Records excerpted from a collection
◇ ◇ ◇ ◇ ◇ ◇ ◇

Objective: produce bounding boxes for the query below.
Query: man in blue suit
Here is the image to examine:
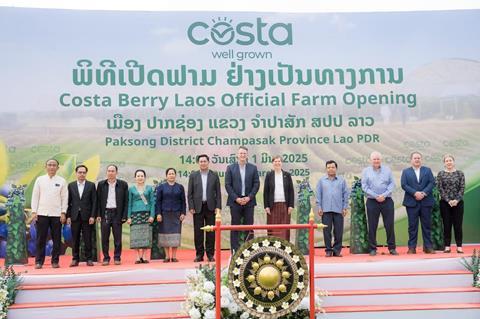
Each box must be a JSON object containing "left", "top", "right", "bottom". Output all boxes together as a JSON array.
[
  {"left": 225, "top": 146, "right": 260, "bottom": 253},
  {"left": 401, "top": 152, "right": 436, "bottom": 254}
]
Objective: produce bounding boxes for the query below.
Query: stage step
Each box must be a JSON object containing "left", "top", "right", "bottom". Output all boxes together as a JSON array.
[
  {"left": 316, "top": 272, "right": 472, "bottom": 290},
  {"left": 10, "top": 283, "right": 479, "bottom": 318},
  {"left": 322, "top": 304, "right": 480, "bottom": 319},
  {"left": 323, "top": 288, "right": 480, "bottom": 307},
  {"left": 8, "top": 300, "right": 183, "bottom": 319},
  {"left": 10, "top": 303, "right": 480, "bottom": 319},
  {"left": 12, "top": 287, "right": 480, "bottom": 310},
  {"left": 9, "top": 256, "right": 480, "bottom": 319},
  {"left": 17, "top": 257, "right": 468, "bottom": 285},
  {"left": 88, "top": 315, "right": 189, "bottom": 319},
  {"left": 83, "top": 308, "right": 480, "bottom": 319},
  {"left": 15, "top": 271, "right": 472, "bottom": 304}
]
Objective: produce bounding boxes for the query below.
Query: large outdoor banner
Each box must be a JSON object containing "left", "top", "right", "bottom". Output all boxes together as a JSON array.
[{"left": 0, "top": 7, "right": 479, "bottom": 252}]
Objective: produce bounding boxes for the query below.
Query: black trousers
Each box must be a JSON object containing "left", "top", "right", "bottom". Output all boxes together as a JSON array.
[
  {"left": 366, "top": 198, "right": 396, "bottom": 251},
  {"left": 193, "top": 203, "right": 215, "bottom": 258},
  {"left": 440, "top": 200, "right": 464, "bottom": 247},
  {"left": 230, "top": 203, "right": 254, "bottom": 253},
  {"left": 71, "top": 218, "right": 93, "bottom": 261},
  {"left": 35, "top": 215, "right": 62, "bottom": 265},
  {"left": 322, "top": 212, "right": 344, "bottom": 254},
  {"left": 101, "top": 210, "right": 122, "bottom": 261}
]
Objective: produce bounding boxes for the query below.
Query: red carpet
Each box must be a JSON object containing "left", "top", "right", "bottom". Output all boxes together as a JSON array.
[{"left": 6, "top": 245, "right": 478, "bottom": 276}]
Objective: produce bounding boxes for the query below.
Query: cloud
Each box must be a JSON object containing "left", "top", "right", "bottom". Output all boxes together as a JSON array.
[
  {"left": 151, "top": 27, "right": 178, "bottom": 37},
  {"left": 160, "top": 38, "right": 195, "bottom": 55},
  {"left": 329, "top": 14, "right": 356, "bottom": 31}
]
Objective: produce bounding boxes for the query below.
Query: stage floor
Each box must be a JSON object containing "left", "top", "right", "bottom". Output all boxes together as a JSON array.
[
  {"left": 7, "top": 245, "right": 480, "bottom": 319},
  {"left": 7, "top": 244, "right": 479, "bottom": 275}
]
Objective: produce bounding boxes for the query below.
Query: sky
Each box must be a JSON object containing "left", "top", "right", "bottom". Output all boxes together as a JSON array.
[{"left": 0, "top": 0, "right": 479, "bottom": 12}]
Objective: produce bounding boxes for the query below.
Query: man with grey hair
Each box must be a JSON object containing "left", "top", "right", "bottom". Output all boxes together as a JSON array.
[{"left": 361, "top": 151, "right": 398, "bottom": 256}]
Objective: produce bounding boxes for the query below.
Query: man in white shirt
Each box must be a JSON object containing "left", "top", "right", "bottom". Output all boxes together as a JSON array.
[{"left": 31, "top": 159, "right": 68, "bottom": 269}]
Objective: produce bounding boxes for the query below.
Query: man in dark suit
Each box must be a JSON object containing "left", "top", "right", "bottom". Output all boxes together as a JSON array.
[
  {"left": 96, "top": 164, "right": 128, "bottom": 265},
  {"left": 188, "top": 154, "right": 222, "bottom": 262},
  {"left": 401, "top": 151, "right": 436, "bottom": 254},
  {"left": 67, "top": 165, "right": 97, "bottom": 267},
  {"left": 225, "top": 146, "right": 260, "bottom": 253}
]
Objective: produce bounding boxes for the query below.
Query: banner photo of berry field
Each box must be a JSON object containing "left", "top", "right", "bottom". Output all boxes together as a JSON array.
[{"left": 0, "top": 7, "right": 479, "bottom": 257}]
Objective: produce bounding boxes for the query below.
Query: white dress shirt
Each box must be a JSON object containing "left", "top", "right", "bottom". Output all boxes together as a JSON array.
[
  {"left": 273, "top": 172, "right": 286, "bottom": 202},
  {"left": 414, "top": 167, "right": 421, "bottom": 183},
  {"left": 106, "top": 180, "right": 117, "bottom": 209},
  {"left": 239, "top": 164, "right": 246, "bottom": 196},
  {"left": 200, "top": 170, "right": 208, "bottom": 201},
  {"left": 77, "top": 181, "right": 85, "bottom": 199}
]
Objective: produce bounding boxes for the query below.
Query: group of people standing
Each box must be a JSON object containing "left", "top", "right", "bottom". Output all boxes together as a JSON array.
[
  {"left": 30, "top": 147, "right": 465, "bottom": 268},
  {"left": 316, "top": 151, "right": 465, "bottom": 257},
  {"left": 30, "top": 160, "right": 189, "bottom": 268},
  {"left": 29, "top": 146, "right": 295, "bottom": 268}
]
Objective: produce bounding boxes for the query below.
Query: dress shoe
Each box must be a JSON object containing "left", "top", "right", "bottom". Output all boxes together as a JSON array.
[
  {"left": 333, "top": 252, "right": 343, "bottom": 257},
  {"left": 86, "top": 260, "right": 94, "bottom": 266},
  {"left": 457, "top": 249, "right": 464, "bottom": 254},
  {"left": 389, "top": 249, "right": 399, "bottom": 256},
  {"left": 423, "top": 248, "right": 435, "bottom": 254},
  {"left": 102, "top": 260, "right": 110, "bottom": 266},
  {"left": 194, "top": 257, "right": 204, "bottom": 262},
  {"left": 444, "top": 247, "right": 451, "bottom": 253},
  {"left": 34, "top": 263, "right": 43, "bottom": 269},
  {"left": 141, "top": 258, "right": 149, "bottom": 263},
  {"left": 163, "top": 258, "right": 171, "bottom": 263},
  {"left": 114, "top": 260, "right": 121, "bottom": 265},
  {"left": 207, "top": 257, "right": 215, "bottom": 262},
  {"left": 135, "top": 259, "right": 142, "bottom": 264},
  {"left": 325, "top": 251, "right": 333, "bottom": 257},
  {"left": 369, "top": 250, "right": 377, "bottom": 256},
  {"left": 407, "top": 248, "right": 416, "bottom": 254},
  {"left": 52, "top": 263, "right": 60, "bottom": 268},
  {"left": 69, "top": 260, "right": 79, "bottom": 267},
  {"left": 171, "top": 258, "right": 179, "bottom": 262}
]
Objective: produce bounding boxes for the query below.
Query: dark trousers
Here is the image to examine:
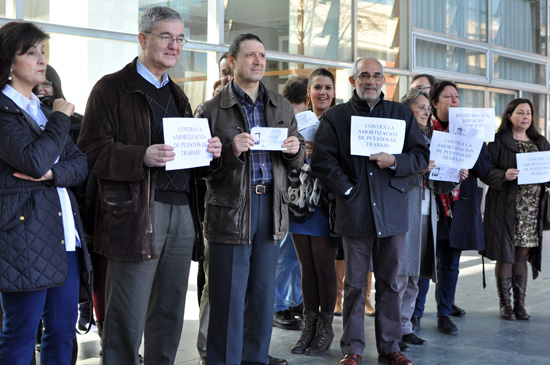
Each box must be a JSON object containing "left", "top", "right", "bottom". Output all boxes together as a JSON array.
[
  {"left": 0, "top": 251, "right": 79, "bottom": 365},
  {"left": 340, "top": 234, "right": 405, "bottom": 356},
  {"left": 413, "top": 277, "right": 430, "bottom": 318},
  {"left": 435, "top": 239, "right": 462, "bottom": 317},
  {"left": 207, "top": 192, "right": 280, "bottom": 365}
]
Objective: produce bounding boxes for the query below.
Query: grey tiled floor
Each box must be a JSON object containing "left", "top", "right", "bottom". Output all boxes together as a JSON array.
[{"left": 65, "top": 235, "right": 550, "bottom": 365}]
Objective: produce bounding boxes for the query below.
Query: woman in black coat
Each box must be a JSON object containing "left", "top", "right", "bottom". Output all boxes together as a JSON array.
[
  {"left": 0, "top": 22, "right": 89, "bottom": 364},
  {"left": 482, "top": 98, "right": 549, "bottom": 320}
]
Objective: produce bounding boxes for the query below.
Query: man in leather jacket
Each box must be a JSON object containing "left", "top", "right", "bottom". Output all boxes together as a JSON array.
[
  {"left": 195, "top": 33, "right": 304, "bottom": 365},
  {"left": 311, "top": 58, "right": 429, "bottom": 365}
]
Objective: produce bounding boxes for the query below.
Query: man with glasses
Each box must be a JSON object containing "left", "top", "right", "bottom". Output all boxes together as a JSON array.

◇ ◇ ◇ ◇ ◇ ◇ ◇

#### Activity:
Only lines with the word "black" go in the answer. Take them all from the entries above.

#### Result for this exercise:
Query: black trousers
Query: woman in black coat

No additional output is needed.